▸ Page text:
========

For you, you've decided that you want to be passionate about your career, and
that would satisfy you. Does that always have to be the case though? Maybe
some people would be completely satisfied with their work if they work in a
nice and comfortable place, with people they enjoy being with, and not too
much stress. They have a pleasant day at work, then get to come home and do
whatever they are really passionate about.

I know that here, in the entrepreneur crowd, that someone will suggest that
those people need to "figure out how to monetize their passion." Yes,
sometimes that's true. Sometimes, I think people just want to enjoy their
hobby or whatever, not try to make money at it. If I love model plane building
and flying, that doesn't mean I would love to open a hobby shop, or run model
plane building classes or whatever.

I think there are a lot of cases where people can be satisfied in their work,
in that it is both enjoyable and that it provides for their other passions. I
think that's an ok state to reach too.

------
christopherslee
This article doesn't even come close to suggesting a solution to the problem.

========

▸ Supplied data:
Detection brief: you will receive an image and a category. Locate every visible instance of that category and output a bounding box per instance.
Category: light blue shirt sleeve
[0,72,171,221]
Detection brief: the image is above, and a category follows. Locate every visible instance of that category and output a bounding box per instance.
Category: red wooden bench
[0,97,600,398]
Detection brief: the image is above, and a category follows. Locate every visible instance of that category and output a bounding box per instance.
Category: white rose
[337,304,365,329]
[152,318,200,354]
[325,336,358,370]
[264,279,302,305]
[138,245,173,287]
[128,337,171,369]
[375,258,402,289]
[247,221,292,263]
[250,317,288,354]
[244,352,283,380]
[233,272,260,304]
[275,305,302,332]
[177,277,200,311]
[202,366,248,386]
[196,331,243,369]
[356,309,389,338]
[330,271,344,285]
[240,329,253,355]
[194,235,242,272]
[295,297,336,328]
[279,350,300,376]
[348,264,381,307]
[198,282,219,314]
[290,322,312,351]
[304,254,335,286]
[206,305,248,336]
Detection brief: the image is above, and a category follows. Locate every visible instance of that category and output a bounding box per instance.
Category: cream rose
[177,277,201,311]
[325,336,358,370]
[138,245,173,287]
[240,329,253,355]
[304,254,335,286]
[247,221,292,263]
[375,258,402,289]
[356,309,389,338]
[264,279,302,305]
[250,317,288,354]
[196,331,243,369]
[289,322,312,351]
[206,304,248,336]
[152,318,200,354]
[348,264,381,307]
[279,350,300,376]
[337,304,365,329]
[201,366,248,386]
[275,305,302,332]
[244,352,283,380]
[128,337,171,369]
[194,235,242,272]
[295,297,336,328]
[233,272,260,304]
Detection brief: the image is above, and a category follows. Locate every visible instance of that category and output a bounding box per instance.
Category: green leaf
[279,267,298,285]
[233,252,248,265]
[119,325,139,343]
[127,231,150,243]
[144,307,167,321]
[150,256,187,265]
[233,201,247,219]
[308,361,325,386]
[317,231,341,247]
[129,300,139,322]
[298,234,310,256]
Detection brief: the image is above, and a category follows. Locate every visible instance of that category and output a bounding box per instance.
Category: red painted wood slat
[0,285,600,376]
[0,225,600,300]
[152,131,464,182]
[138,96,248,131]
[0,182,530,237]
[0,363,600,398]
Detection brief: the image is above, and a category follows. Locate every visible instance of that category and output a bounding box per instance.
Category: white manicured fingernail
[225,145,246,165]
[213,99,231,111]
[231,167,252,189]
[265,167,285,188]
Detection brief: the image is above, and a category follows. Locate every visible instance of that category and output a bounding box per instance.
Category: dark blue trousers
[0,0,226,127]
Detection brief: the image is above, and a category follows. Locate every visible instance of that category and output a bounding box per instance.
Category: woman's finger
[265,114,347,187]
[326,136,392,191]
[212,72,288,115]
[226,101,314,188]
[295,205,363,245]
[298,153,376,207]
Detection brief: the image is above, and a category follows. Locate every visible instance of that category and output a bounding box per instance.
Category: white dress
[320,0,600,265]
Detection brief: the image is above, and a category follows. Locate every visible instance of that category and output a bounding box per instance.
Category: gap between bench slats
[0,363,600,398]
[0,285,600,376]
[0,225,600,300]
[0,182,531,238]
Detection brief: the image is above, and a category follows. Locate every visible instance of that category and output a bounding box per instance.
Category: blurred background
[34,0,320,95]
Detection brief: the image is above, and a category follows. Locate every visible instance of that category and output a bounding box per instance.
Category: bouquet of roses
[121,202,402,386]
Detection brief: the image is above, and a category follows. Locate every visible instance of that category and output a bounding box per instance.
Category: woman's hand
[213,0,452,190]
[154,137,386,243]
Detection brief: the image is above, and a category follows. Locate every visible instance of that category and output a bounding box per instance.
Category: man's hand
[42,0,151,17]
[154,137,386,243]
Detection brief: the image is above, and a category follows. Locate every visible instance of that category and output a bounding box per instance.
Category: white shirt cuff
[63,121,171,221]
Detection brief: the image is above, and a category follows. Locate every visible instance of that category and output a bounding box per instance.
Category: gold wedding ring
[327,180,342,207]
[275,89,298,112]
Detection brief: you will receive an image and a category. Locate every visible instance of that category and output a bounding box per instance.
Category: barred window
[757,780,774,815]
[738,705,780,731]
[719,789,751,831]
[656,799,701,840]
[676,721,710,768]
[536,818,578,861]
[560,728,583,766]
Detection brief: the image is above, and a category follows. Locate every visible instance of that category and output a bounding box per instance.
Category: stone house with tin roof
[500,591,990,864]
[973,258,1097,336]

========

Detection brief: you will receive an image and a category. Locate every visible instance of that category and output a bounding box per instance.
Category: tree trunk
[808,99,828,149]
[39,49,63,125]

========

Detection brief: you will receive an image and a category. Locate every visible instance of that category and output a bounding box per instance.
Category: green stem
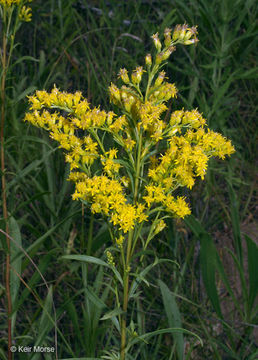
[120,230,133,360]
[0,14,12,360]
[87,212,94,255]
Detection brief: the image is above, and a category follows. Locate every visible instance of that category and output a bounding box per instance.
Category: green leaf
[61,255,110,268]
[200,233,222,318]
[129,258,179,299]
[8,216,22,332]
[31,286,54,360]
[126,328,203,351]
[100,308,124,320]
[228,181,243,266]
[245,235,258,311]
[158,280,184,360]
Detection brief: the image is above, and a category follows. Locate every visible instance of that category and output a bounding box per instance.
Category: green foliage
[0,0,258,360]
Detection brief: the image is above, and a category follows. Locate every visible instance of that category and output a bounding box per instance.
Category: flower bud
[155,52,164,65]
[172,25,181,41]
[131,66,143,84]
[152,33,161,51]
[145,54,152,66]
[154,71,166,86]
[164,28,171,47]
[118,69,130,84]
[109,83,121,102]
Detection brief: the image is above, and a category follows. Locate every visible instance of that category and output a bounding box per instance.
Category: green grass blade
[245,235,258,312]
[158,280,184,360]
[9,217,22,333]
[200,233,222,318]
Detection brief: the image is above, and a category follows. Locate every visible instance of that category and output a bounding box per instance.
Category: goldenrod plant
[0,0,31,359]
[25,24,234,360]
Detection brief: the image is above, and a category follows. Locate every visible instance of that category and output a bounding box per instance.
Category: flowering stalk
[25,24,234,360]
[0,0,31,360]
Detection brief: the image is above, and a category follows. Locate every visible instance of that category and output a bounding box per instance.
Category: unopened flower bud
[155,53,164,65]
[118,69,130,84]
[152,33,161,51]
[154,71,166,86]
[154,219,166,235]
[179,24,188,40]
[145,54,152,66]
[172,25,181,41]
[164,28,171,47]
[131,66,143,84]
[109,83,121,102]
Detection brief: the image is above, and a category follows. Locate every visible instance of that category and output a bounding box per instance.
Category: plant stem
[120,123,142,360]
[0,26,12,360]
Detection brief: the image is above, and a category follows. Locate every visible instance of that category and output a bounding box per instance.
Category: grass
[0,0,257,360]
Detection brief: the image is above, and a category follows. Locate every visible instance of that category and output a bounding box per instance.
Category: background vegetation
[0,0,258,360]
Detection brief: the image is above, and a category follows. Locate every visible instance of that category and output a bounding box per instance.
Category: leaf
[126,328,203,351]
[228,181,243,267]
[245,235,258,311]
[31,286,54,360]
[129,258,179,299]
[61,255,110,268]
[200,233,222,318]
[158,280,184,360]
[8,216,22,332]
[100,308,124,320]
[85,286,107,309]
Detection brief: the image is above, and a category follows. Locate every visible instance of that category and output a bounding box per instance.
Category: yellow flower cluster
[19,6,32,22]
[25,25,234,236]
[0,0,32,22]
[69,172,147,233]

========

Please answer these questions about the thread:
(a) What hobby does the first writer give as an example of one they might love?
(b) What does the first writer expect someone in the entrepreneur crowd to suggest?
(c) What does christopherslee say the article fails to do?
Rely on the thread alone, not on the records.

(a) Model plane building and flying.
(b) That those people need to "figure out how to monetize their passion."
(c) It doesn't even come close to suggesting a solution to the problem.